**ASSIGNMENT:**
Please restate each entry word for word and leave the pictures out.

Stored data entries:
+++++

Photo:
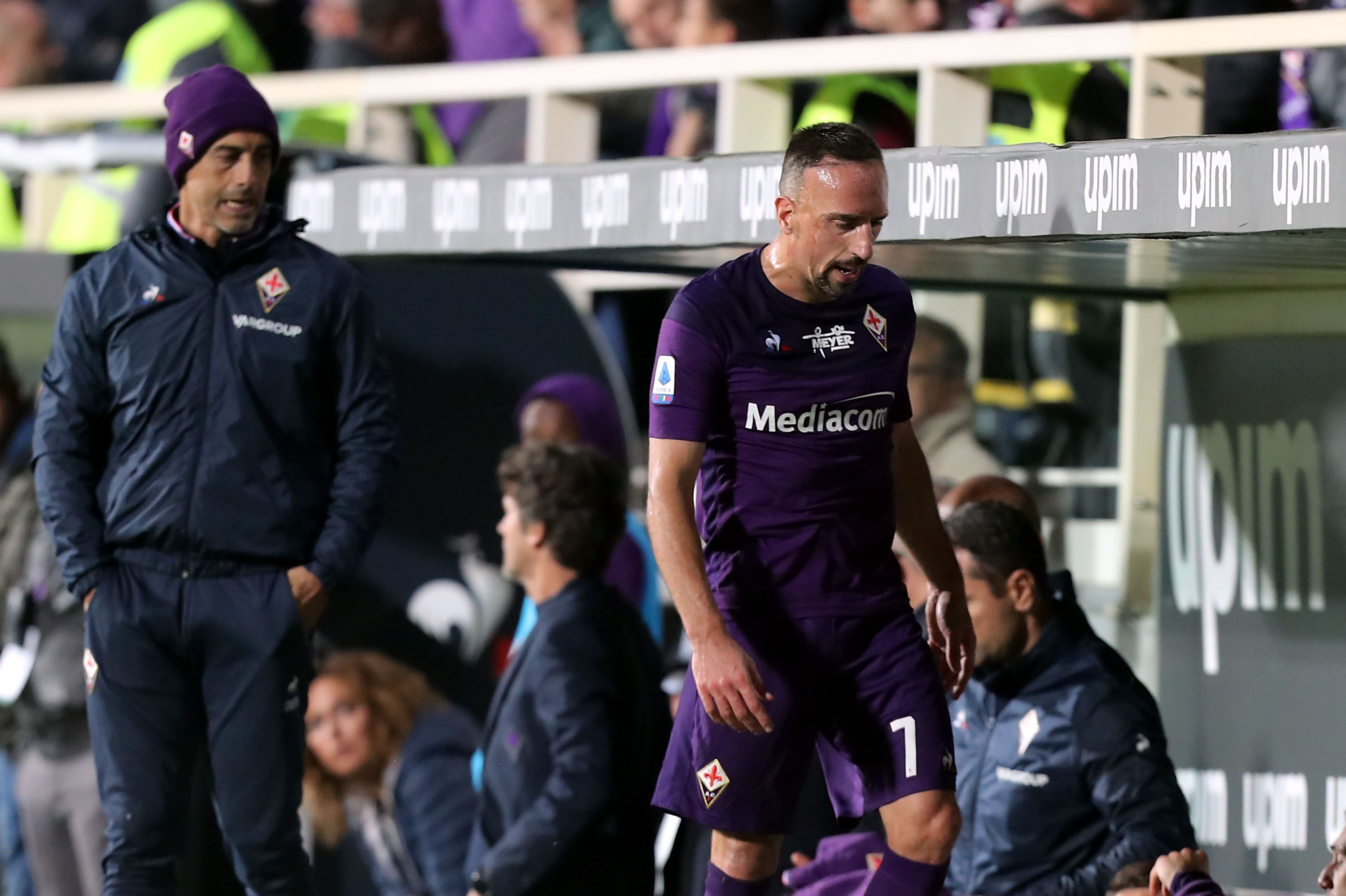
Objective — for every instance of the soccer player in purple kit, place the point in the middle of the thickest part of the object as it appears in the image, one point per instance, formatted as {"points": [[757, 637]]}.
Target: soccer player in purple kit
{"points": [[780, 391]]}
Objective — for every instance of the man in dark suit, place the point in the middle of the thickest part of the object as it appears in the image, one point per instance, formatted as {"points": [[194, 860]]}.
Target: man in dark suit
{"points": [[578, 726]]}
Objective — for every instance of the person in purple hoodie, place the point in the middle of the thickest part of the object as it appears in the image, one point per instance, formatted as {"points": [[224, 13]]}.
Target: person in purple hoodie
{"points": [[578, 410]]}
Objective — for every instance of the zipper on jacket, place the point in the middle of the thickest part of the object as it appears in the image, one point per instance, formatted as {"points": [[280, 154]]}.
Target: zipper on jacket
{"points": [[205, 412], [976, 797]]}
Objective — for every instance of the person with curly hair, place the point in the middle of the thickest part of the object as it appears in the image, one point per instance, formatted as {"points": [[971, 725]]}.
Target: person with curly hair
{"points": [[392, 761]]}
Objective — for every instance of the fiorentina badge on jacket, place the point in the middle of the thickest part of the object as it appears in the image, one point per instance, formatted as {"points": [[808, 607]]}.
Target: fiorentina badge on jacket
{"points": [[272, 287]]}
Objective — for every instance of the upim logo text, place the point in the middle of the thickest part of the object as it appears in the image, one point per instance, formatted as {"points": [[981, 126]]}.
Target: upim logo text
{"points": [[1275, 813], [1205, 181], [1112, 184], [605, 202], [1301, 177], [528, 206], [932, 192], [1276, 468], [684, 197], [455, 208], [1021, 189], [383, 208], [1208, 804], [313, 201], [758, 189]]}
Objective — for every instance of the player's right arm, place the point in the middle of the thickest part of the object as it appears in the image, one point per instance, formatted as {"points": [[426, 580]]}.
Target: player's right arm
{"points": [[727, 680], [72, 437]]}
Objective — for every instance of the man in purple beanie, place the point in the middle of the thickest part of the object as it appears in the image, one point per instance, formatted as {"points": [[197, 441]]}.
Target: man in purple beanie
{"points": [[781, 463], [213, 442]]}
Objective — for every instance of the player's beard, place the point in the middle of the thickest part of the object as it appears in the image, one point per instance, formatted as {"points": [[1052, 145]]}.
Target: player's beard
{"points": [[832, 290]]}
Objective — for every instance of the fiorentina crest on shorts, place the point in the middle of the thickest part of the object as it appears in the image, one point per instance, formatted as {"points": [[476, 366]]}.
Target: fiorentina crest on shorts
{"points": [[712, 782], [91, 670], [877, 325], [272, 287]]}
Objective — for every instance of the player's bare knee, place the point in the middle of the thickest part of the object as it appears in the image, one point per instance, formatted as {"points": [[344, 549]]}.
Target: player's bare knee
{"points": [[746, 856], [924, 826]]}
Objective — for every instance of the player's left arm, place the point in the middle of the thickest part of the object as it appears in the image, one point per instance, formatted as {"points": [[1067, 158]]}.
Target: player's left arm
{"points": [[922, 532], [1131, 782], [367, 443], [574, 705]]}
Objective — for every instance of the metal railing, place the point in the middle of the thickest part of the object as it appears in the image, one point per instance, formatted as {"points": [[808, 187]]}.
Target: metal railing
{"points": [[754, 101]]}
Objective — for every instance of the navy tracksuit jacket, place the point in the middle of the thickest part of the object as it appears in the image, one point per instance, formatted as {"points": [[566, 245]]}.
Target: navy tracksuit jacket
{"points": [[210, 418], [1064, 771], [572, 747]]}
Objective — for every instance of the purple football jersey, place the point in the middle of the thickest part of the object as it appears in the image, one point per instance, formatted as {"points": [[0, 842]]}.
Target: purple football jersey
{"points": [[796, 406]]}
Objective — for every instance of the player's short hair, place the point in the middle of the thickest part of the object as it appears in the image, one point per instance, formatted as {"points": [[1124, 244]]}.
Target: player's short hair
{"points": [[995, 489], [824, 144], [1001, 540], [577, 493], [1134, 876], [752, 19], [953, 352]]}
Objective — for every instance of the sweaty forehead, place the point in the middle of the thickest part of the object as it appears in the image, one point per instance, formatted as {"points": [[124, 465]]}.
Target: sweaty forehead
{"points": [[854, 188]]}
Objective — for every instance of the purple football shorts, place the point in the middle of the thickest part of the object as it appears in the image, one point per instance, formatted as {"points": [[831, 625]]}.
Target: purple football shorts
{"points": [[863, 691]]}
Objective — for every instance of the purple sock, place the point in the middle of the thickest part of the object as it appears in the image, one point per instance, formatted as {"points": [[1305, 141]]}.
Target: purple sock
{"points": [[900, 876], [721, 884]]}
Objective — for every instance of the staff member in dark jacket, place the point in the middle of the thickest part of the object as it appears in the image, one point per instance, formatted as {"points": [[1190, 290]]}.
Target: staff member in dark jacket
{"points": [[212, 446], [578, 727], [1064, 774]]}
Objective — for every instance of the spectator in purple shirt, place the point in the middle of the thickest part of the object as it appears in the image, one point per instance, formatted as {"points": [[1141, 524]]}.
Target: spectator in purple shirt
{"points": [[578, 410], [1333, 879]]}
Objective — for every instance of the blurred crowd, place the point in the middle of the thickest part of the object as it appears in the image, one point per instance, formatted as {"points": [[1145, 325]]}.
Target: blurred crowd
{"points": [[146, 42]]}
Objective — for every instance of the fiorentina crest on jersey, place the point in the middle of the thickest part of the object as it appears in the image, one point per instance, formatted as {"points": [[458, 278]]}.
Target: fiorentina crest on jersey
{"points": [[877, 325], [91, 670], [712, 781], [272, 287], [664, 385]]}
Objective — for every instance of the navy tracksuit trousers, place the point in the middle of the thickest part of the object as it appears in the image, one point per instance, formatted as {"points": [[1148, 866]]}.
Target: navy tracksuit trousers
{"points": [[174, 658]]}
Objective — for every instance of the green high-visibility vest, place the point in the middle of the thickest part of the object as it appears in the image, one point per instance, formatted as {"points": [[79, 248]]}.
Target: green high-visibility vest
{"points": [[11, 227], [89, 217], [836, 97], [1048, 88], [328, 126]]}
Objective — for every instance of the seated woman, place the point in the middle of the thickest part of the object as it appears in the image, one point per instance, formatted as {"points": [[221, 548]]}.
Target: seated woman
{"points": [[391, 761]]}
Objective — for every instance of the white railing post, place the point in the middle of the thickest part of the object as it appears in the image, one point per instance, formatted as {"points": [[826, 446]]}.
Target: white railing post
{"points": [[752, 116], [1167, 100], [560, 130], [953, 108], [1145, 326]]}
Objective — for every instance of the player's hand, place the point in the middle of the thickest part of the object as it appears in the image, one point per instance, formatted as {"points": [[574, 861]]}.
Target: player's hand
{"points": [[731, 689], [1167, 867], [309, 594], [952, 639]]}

+++++

**ANSWER SECTION:**
Photo:
Objective — for every instance of the soccer player in purple kit, place the point in the middle of the thickest part of the object as it appears in the image, one point per instance, formatted as {"points": [[757, 637]]}.
Target: soccer player in purple kit
{"points": [[780, 391]]}
Objective — for every instance of the man in dark suit, place the point in the middle of the thickest part of the object as it appears in the image, one point per instance, formatted as {"points": [[194, 860]]}.
Target: man in dark suit
{"points": [[578, 726]]}
Objective — for every instance of the person in purple hoodie, place the point in the middle of the thickest part of the object as it appears in the image, one point per instance, formatted as {"points": [[224, 13]]}.
Target: person in purple hoodie
{"points": [[578, 410]]}
Objective — for every instance of the zipper on jacket, place the point in the middle of the thickest part of the object as it appears in the image, one point per instance, formatted as {"points": [[280, 154]]}.
Target: zipper on jacket
{"points": [[205, 412], [976, 797]]}
Objective — for every instance of the person with curly hair, place the point in the middle of the thickest part of the object as it appears in the image, one point per instance, formatted as {"points": [[971, 725]]}.
Target: person with curly hair
{"points": [[392, 761]]}
Objective — for every instance of the fiorentina badge on jacket, place the point in the middle of the thickest part of the object as it appears in the image, one point per instance, formatted as {"points": [[808, 607]]}.
Target: fiorentina badge on jacket
{"points": [[272, 287]]}
Objective — for every instance of the upim logo text, place the point in the middle of the thickest part of the object as it appears in the image, one point per instance, formatted as {"points": [[981, 126]]}.
Target: upim logo text
{"points": [[1275, 813], [1205, 181], [1112, 184], [605, 202], [1301, 177], [528, 206], [932, 192], [1276, 468], [684, 197], [455, 208], [1021, 189], [383, 208], [1208, 804], [313, 201], [758, 189]]}
Objective — for every instance of the player's right arm, place the point in the middle of the thickest part of the object as it appears in the image, one point per instance, formatted as {"points": [[426, 580]]}.
Target: player's right arm
{"points": [[727, 680], [72, 437]]}
Objective — for every instance of the man in purple beanie, place the point in the middle of the thickest part of the object as it appears in the image, one point per instance, formatted as {"points": [[197, 441]]}.
Target: man in purple beanie
{"points": [[781, 463], [213, 442]]}
Objective — for every instance of the player's beard, place the point in the middle of the thickest part of the object as it appears in the image, one point per instance, formatted as {"points": [[1052, 145]]}.
Target: player's beard
{"points": [[832, 290]]}
Objective — for every instance of the fiorentina crest on shorts, place the point in the middle of the thickest part of the object as it appears in the image, one point per instance, formatted as {"points": [[476, 366]]}.
Target: fiorentina crest on shorts
{"points": [[712, 782], [91, 670], [877, 325], [272, 287]]}
Objective — for every instance of the player's bare knee, place the point in the middle of the thickest part of the object as it appears in the image, one point per instance, formatted as {"points": [[344, 549]]}.
Target: player's bare knee
{"points": [[746, 856], [924, 826]]}
Objective — for every instance of the player's left arm, place the point in the middle of the thickest part of the object as it appears in the image, one point per instance, formatted as {"points": [[1067, 158]]}.
Target: player's left arm
{"points": [[922, 532], [1131, 782], [367, 443], [574, 705]]}
Objective — for every instance of the metal railing, place the point in the middle of the thickest part of the object as it appears in the image, one point per instance, formatted as {"points": [[808, 187]]}.
Target: metal railing
{"points": [[754, 101]]}
Objective — for every instance of the navy tracksuit jacket, place the point in the middle of the thickest part of the object as it appears in the image, one point per instance, formatted as {"points": [[566, 245]]}.
Target: navy tracksuit jacket
{"points": [[210, 418], [1064, 771], [572, 747]]}
Objective — for every instance of the purple football jersey, place the point in the middle of the thickest part of the object as it appears in the image, one point per instance, formatted as {"points": [[0, 842]]}.
Target: purple football jersey
{"points": [[796, 406]]}
Objective — for every instance of the player's short hair, place the point in the middle of the thickest part of the object as it appears in the image, one point per instance, formatted as {"points": [[1124, 244]]}.
Target: player's short hair
{"points": [[995, 489], [824, 144], [1001, 540], [577, 493], [1134, 876], [752, 19], [953, 352]]}
Objective — for every instance of the sweaty forehead, place the point in the middle of the thickest part of the object as it appears in the image, one point per instance, formatted as {"points": [[124, 465]]}.
Target: sweaty forehead
{"points": [[854, 188]]}
Objective — for every instance of the purple football shorts, place the point in the middle of the thickest part of the object as it appears in the image, one point per instance, formatted as {"points": [[831, 625]]}.
Target: purple football shorts
{"points": [[863, 691]]}
Objective — for every instance of the purple sock, place the point in the middle of the thickest part of the object as it appears in the image, one point per instance, formatted as {"points": [[1305, 141]]}.
Target: purple sock
{"points": [[900, 876], [721, 884]]}
Objective — for every instance of the staff member in dark jacket, place the point in the middle of the thickest part of the object as it appears in the image, one point per instance, formatted as {"points": [[1190, 290]]}.
Target: staff member in dark jacket
{"points": [[212, 446], [578, 727], [1064, 774]]}
Objective — for every instance of the spectator in purple shirt, place the point in the middle of the thickest part of the object as it appears in the image, one point per instance, formatted as {"points": [[1141, 524]]}.
Target: spectator in purple shirt
{"points": [[578, 410], [1333, 879]]}
Objective — for every instance of the blurred crowd, place the point in the middle of the thickest part of the object as it appears in the image, one point per instance, formatted as {"points": [[1145, 325]]}.
Target: blurred crowd
{"points": [[146, 42]]}
Objective — for every instance of the fiorentina crest on jersey, place the point in the middle of the thickest part of the object as it appears in the image, one point per instance, formatted as {"points": [[458, 278]]}.
Target: fiorentina crest on jersey
{"points": [[877, 325], [91, 670], [712, 781], [272, 287], [664, 385]]}
Objective — for every instance of the navy tracksuit trousers, place the point in the middle of the thickest part of the object as it appears in the image, one point per instance, formatted as {"points": [[1148, 866]]}.
Target: navy tracksuit trousers
{"points": [[174, 658]]}
Objective — for every instance of the green high-visibility vest, place the point in the middle of the thickest part of the object as it appears in the image, one point per instance, formatted as {"points": [[79, 248]]}.
Target: green high-visibility vest
{"points": [[11, 227], [89, 217], [836, 97], [1048, 88], [328, 126]]}
Objective — for every instance of the seated woman, place the point in the middle of the thickest part of the object as it appears in the image, one point per instance, formatted as {"points": [[221, 548]]}.
Target: seated woman
{"points": [[391, 761]]}
Objective — for every instance of the white railing post, place the point in the middle of the thickest part of the object as it appears in the image, one point per instance, formatted as {"points": [[826, 446]]}.
Target: white railing post
{"points": [[752, 116], [1167, 100], [560, 130], [953, 108], [1145, 326]]}
Objective — for every instance of the player's hand, place the point in the middle of the thickest part of the object as it appears in the image, one point per instance, formatted as {"points": [[574, 861]]}.
Target: player's hand
{"points": [[731, 689], [1167, 867], [309, 594], [952, 639]]}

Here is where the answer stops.